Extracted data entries
========

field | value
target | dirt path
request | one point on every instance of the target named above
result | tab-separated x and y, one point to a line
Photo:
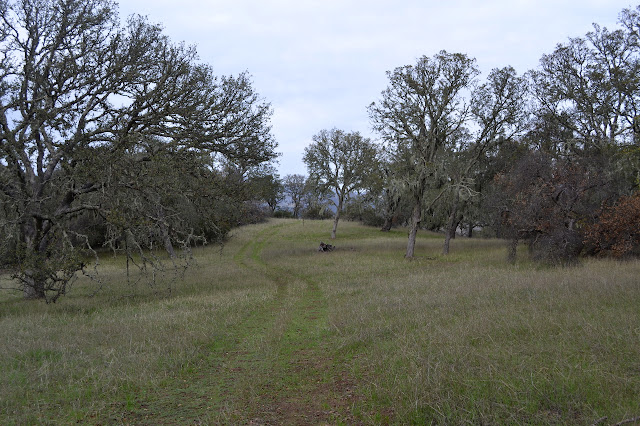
275	367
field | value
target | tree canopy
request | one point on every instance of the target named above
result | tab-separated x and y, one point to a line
90	108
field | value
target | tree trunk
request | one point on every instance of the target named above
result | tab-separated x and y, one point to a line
512	250
452	224
336	219
31	288
416	217
166	239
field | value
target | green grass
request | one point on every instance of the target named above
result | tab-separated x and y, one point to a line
269	331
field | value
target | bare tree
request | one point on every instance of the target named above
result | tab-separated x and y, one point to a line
294	186
82	97
340	161
419	115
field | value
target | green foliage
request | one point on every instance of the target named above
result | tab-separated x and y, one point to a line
113	125
267	328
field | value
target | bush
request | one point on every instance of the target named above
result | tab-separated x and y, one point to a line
283	214
617	230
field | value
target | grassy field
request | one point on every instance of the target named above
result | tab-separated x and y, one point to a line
268	331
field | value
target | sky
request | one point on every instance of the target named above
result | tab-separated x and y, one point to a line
321	63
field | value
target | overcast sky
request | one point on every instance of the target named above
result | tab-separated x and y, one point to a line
321	63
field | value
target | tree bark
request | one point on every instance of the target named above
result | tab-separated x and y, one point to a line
452	224
336	218
386	227
416	217
512	250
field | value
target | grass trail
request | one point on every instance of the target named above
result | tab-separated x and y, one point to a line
268	331
276	370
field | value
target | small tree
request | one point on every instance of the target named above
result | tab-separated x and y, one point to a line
617	231
342	162
293	187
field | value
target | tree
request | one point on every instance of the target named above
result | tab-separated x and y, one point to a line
419	115
84	103
340	161
293	187
617	230
267	186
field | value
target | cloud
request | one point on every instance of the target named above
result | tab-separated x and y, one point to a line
321	62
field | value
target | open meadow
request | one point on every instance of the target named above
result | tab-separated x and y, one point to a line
266	330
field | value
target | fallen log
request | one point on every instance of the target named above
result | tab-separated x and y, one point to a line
326	247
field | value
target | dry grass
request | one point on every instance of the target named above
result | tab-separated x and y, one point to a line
268	330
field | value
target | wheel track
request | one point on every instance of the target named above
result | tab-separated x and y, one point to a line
274	367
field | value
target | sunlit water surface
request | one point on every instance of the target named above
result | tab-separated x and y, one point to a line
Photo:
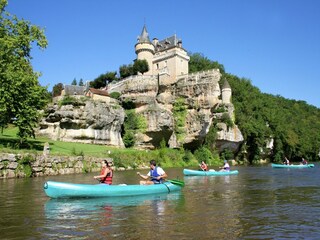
258	203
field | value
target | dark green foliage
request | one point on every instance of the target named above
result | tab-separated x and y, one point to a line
293	125
103	80
57	89
133	123
198	63
141	66
211	137
128	104
21	96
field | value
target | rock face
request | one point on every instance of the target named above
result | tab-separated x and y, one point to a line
93	122
180	113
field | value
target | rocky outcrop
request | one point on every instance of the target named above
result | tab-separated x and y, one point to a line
93	122
26	165
180	113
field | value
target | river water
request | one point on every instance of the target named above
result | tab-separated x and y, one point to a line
258	203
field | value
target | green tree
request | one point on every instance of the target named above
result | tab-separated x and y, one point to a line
81	82
141	66
57	89
21	95
103	80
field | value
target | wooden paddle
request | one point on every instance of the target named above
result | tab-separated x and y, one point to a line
176	181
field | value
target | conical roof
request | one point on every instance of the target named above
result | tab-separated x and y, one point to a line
144	37
226	84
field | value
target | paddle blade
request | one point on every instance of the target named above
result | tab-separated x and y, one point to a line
177	182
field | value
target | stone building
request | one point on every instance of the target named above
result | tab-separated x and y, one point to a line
165	57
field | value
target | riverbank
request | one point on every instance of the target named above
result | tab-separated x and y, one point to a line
33	165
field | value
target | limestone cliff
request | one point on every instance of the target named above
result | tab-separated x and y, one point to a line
95	122
181	113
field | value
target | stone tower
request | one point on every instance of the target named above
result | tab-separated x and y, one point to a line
145	49
166	57
226	92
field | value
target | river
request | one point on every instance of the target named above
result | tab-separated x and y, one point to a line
258	203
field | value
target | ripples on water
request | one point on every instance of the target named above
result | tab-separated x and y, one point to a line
258	203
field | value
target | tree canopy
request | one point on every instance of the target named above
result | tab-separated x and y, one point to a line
292	125
21	95
103	80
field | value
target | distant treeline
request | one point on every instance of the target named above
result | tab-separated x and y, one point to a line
293	126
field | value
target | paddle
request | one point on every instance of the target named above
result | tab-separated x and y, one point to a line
176	182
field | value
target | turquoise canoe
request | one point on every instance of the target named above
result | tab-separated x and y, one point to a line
190	172
71	190
275	165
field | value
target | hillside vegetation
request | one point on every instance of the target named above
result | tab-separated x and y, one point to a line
293	126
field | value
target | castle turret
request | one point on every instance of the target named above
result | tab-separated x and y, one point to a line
226	92
145	49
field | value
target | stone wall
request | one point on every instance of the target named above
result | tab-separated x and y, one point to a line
32	165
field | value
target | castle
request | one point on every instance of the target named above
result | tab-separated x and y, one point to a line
168	64
164	57
176	106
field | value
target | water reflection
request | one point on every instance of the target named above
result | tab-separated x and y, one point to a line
258	203
108	217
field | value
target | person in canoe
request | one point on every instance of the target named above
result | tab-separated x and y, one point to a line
203	166
106	173
225	167
286	161
304	162
156	175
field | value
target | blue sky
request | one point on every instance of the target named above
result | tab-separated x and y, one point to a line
274	43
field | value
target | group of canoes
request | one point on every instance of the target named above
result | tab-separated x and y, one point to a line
159	186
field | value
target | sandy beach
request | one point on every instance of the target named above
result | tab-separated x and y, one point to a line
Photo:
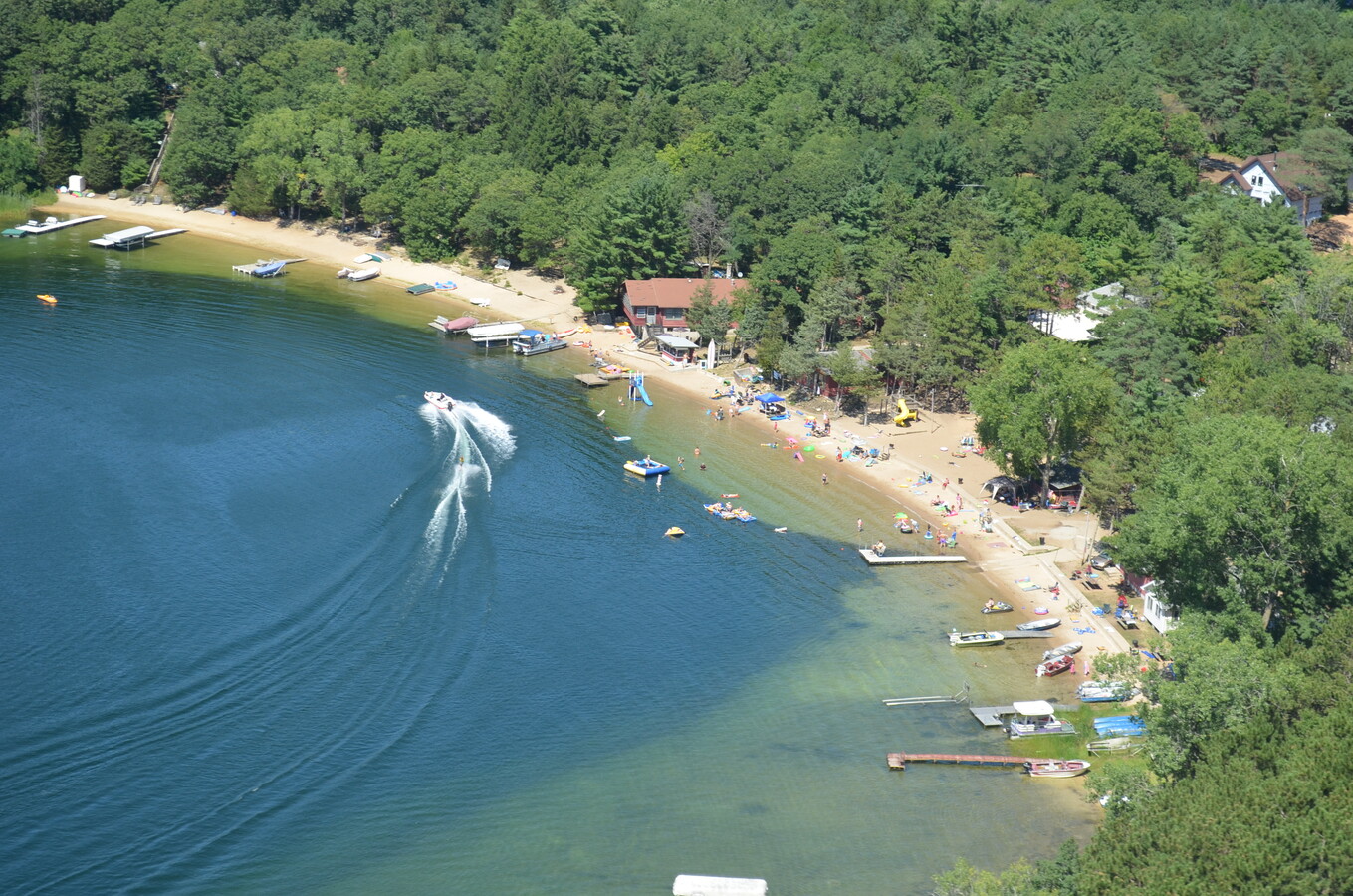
1027	557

========

▶ [Given request]
Return every line of the rows above that holds the word "castle", treating case as significant.

▶ [The result]
target | castle turret
target | castle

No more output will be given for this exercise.